[ENTRIES SUPPLIED]
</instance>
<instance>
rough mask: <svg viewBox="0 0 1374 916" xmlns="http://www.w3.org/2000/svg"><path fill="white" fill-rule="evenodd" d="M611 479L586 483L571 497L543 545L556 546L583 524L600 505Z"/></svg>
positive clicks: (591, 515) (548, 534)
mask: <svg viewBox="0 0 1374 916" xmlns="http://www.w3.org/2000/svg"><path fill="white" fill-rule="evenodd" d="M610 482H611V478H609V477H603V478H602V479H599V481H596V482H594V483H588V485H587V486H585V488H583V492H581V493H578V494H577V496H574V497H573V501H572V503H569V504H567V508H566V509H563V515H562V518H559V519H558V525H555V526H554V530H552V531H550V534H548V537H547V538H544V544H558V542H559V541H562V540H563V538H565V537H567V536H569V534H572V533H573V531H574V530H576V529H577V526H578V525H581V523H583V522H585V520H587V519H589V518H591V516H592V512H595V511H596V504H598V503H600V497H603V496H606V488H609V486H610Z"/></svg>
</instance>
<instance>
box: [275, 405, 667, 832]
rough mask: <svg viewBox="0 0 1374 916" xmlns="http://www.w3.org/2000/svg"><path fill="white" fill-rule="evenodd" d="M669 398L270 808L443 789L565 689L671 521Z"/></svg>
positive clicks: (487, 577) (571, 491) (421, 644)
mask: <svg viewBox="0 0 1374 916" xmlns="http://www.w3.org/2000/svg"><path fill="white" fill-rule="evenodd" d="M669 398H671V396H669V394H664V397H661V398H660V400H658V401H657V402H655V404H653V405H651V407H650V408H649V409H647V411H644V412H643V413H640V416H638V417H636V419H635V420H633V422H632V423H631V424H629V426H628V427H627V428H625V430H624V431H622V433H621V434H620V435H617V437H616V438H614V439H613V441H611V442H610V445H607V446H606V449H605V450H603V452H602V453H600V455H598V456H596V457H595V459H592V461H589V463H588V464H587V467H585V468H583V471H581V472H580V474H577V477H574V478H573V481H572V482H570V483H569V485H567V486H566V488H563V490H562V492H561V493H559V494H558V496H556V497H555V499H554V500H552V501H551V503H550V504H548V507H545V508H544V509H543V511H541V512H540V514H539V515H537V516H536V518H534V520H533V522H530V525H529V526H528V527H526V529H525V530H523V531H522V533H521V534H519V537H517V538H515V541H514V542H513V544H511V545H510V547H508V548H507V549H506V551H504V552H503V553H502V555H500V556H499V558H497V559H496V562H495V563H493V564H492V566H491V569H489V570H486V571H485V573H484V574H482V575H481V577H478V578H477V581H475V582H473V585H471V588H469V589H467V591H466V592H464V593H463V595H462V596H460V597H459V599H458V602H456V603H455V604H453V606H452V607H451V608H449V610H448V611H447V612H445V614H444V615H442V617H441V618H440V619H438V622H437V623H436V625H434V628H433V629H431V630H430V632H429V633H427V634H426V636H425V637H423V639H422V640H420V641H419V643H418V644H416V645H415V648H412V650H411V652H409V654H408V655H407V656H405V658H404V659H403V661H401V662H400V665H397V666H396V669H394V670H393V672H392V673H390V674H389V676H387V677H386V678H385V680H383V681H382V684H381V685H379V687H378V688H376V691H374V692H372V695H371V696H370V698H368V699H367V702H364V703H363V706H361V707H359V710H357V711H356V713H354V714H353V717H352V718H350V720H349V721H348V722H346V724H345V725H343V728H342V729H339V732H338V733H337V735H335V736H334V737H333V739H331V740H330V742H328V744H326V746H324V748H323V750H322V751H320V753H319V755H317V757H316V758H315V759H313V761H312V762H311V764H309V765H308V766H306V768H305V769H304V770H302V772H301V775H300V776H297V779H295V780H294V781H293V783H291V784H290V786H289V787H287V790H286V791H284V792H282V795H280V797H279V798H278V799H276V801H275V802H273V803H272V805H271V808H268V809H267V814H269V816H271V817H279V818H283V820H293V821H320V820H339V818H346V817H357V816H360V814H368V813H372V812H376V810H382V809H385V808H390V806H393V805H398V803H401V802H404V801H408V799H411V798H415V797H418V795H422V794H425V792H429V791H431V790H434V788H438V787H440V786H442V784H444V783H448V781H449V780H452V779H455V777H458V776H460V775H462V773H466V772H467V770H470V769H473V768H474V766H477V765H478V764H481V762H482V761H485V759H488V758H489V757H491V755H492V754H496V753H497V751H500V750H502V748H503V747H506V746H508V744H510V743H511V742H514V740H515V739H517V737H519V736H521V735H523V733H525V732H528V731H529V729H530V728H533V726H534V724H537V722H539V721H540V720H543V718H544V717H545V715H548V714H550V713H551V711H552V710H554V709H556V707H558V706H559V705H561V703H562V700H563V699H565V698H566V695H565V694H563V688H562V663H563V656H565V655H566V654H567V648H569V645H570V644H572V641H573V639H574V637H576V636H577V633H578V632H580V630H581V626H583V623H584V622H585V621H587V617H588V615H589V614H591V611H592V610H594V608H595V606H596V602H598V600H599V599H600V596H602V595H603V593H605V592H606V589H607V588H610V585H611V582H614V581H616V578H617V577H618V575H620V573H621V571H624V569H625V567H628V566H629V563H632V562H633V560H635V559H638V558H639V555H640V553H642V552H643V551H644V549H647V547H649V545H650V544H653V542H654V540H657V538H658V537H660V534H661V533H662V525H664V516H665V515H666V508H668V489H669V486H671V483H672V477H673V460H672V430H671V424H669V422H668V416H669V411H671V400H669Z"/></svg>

[TO-DO ITEM] Please convert every line of the rows above into a Markdown table with two columns, Number and Line, holding each line's row number and its text, and skip blank lines.

[ANSWER SECTION]
| Number | Line |
|---|---|
| 1 | </instance> |
| 2 | <instance> |
| 3 | rough mask: <svg viewBox="0 0 1374 916" xmlns="http://www.w3.org/2000/svg"><path fill="white" fill-rule="evenodd" d="M611 479L586 483L571 497L543 545L556 546L583 524L600 505Z"/></svg> |
| 4 | positive clicks: (591, 515) (548, 534) |
| 5 | mask: <svg viewBox="0 0 1374 916" xmlns="http://www.w3.org/2000/svg"><path fill="white" fill-rule="evenodd" d="M610 482H611V478H609V477H603V478H602V479H599V481H596V482H594V483H588V485H587V486H585V488H583V492H581V493H578V494H577V496H574V497H573V501H572V503H569V504H567V508H566V509H563V515H562V518H559V519H558V525H555V526H554V530H552V531H550V534H548V537H547V538H544V544H558V542H559V541H562V540H563V538H565V537H567V536H569V534H572V533H573V531H574V530H576V529H577V526H578V525H581V523H583V522H585V520H587V519H589V518H591V516H592V512H595V511H596V504H598V503H600V497H603V496H606V488H609V486H610Z"/></svg> |
| 6 | </instance> |
| 7 | <instance> |
| 8 | box: [275, 405, 667, 832] |
| 9 | rough mask: <svg viewBox="0 0 1374 916" xmlns="http://www.w3.org/2000/svg"><path fill="white" fill-rule="evenodd" d="M669 398L270 808L443 789L565 689L671 521Z"/></svg> |
| 10 | positive clicks: (487, 577) (571, 491) (421, 644) |
| 11 | mask: <svg viewBox="0 0 1374 916" xmlns="http://www.w3.org/2000/svg"><path fill="white" fill-rule="evenodd" d="M669 398H671V396H669V394H664V397H661V398H660V400H658V401H657V402H655V404H653V405H651V407H650V408H649V409H647V411H644V412H643V413H640V416H638V417H636V419H635V420H633V422H632V423H631V424H629V426H628V427H627V428H625V430H624V431H622V433H621V434H620V435H617V437H616V438H614V439H613V441H611V442H610V445H607V446H606V449H605V450H603V452H602V453H600V455H598V456H596V457H595V459H592V461H589V463H588V464H587V467H585V468H583V471H581V472H580V474H577V477H574V478H573V481H572V482H570V483H569V485H567V486H566V488H563V490H562V492H561V493H559V494H558V496H556V497H555V499H554V500H552V501H551V503H550V504H548V507H545V508H544V509H543V511H541V512H540V514H539V515H537V516H536V518H534V520H533V522H530V525H529V526H528V527H526V529H525V530H523V531H522V533H521V534H519V537H517V538H515V541H514V542H513V544H511V545H510V547H508V548H507V549H506V551H504V552H503V553H502V555H500V556H499V558H497V559H496V562H495V563H493V564H492V566H491V569H489V570H486V571H485V573H484V574H482V575H481V577H478V578H477V581H475V582H473V585H471V588H469V589H467V591H466V592H464V593H463V595H462V596H460V597H459V599H458V602H456V603H455V604H453V606H452V607H451V608H449V610H448V611H447V612H445V614H444V615H442V617H441V618H440V619H438V622H437V623H436V625H434V628H433V629H431V630H430V632H429V633H427V634H426V636H425V637H423V639H422V640H420V641H419V643H418V644H416V645H415V648H412V650H411V652H409V654H408V655H407V656H405V658H404V659H403V661H401V662H400V665H397V666H396V669H394V670H393V672H392V673H390V674H389V676H387V677H386V678H385V680H383V681H382V684H381V685H379V687H378V688H376V691H374V692H372V695H371V696H370V698H368V699H367V702H364V703H363V706H361V707H359V710H357V711H356V713H354V714H353V717H352V718H350V720H349V721H348V722H346V724H345V725H343V728H342V729H339V732H338V733H337V735H335V736H334V737H333V739H331V740H330V742H328V744H326V746H324V748H323V750H322V751H320V753H319V755H317V757H316V758H315V759H313V761H312V762H311V764H309V765H308V766H306V768H305V769H304V770H302V772H301V775H300V776H297V779H295V780H294V781H293V783H291V784H290V786H289V787H287V790H286V791H284V792H282V795H280V797H279V798H278V799H276V801H275V802H273V803H272V805H271V808H268V809H267V814H269V816H271V817H279V818H283V820H293V821H320V820H339V818H346V817H357V816H360V814H368V813H372V812H376V810H382V809H385V808H390V806H393V805H398V803H401V802H404V801H408V799H411V798H415V797H418V795H422V794H425V792H429V791H431V790H434V788H438V787H440V786H442V784H444V783H448V781H449V780H452V779H455V777H458V776H460V775H462V773H466V772H467V770H470V769H473V768H474V766H477V765H478V764H481V762H482V761H485V759H488V758H489V757H491V755H492V754H496V753H497V751H500V750H502V748H503V747H506V746H508V744H510V743H511V742H514V740H515V739H517V737H519V736H521V735H523V733H525V732H528V731H529V729H530V728H533V726H534V724H537V722H539V721H540V720H543V718H544V717H545V715H548V714H550V713H551V711H552V710H554V709H556V707H558V706H559V705H561V703H562V700H563V699H565V698H566V695H565V694H563V688H562V663H563V656H565V655H566V654H567V648H569V645H570V644H572V641H573V639H574V637H576V636H577V633H578V632H580V630H581V626H583V623H584V622H585V621H587V617H588V615H589V614H591V611H592V610H594V608H595V606H596V602H598V600H599V599H600V596H602V595H603V593H605V592H606V589H607V588H610V585H611V582H614V581H616V578H617V577H618V575H620V573H621V571H624V569H625V567H628V566H629V563H632V562H633V560H635V559H638V558H639V555H640V553H642V552H643V551H644V549H647V547H649V545H650V544H653V542H654V540H657V538H658V537H660V534H661V533H662V525H664V516H665V515H666V508H668V489H669V486H671V483H672V477H673V460H672V430H671V424H669V422H668V416H669V411H671V400H669Z"/></svg> |